* start Records *

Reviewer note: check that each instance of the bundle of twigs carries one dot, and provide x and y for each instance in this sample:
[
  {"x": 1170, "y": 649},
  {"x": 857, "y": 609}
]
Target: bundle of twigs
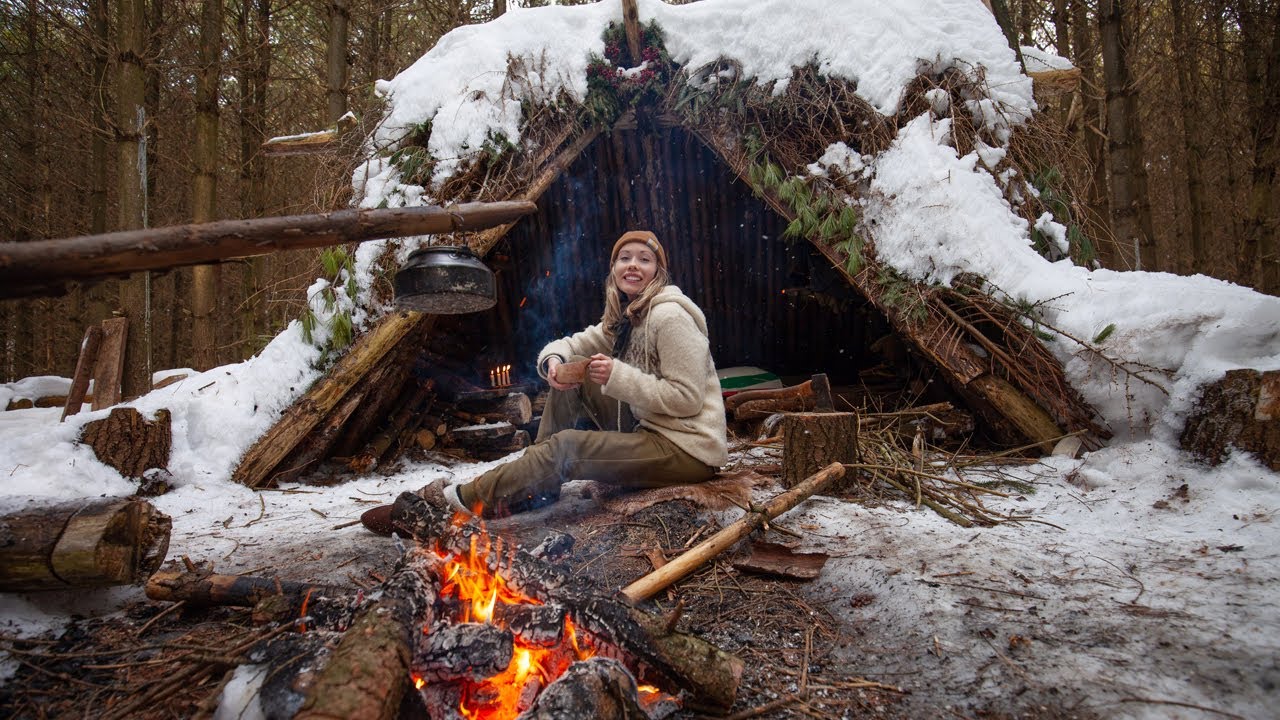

* end Records *

Work required: Copy out the lines above word for word, leaving out the pictures.

Result:
Reviewer note: check that each instance of the bundle of twigs carries one dot, and provide x and y for each instance in this sample:
[
  {"x": 1170, "y": 649},
  {"x": 857, "y": 609}
]
Target: bundle of twigs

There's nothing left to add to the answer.